* _Aim of the task_
Gather each line of the records that contains the word "concrete" and copy those lines in full.

* _Data entries_
Begin
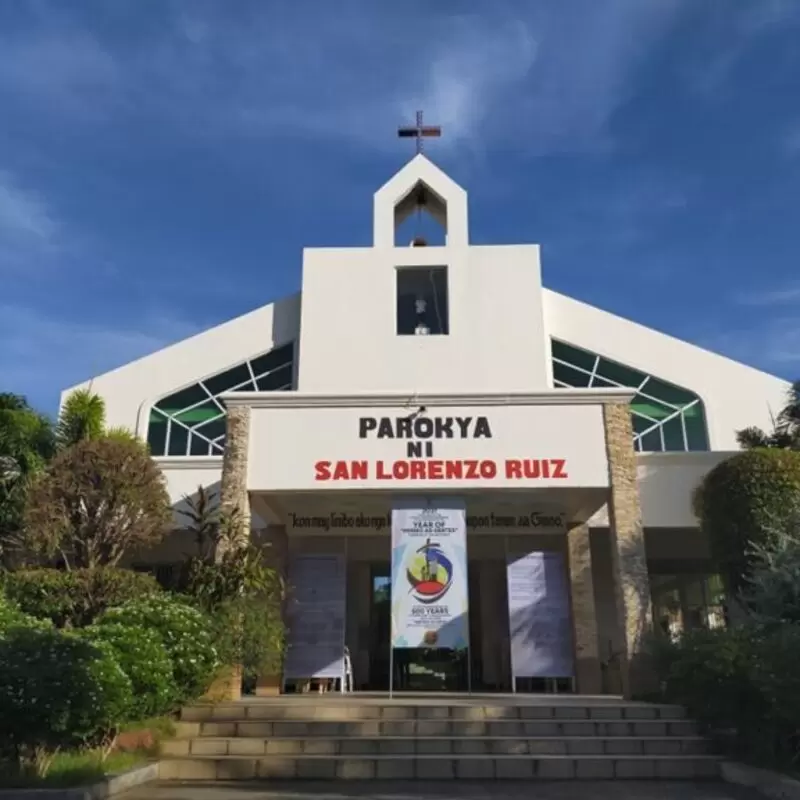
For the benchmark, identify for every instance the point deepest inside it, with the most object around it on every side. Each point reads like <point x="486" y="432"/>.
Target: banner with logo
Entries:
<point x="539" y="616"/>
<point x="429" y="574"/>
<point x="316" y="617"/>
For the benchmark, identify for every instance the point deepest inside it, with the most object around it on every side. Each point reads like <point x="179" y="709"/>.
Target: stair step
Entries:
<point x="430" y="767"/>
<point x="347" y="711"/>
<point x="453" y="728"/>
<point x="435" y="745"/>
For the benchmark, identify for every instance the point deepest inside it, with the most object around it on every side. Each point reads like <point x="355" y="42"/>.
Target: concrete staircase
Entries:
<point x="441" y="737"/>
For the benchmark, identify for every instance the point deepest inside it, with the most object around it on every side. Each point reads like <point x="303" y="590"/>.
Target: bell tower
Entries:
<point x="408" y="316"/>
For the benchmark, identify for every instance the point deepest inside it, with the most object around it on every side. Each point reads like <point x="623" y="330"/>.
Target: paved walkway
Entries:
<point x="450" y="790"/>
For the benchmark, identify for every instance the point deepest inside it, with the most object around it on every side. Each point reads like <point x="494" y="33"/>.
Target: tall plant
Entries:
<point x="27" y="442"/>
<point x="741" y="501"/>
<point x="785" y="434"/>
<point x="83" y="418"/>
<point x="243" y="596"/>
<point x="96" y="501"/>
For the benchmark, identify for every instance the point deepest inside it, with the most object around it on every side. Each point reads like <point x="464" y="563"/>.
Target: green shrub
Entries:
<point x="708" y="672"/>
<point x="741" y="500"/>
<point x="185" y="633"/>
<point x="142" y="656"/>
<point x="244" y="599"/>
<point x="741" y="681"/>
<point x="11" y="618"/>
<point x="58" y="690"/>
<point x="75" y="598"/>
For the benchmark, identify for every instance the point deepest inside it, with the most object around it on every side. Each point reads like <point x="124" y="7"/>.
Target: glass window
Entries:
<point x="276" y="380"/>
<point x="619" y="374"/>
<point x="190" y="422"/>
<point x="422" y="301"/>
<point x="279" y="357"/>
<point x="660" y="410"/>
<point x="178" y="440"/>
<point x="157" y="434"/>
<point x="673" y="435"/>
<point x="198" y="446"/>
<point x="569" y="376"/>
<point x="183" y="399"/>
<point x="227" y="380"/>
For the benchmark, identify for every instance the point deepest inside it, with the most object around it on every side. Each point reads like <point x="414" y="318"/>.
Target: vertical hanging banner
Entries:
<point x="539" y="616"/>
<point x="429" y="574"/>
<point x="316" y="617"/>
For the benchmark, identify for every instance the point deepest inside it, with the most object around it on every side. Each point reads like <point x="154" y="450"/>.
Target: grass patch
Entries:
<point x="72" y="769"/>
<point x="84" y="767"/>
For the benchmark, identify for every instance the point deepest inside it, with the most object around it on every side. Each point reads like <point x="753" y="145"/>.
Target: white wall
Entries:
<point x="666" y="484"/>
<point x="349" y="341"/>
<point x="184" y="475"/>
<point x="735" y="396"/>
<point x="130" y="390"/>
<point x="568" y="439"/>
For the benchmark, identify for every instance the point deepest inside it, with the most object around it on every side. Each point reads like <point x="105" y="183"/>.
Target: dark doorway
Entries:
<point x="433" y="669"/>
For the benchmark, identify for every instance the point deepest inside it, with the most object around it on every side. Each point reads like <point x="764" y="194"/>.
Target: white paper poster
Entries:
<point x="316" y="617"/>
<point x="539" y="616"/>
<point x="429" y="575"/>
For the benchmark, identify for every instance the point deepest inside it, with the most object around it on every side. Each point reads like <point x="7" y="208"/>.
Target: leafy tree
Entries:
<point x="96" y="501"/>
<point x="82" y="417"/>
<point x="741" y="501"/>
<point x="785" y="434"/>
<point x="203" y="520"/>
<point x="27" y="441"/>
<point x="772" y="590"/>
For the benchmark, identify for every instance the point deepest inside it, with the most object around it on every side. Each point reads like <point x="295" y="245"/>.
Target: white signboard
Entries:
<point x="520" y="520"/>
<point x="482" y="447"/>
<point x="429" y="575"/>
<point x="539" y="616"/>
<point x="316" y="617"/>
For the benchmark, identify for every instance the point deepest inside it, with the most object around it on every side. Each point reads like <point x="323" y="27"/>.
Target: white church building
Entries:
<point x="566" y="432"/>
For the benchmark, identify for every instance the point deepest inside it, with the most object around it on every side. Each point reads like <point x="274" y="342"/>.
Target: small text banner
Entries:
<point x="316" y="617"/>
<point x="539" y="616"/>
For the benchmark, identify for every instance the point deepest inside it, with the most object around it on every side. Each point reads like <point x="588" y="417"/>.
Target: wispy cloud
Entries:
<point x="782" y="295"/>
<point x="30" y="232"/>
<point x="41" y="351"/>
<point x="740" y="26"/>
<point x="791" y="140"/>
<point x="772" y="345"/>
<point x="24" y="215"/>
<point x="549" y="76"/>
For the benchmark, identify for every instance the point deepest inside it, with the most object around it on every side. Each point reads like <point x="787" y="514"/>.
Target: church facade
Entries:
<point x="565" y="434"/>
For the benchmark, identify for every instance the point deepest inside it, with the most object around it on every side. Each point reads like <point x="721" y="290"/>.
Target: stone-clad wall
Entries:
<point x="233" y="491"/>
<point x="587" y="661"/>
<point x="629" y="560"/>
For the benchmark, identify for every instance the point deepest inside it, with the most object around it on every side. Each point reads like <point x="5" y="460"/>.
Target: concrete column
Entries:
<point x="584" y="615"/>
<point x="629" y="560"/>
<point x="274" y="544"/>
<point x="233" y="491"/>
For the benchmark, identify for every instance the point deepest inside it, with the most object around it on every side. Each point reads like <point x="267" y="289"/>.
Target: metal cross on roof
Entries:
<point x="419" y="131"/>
End
Begin
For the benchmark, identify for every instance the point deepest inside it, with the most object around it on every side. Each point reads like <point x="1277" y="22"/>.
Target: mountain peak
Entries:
End
* _Output for this task_
Target: concrete staircase
Target: concrete column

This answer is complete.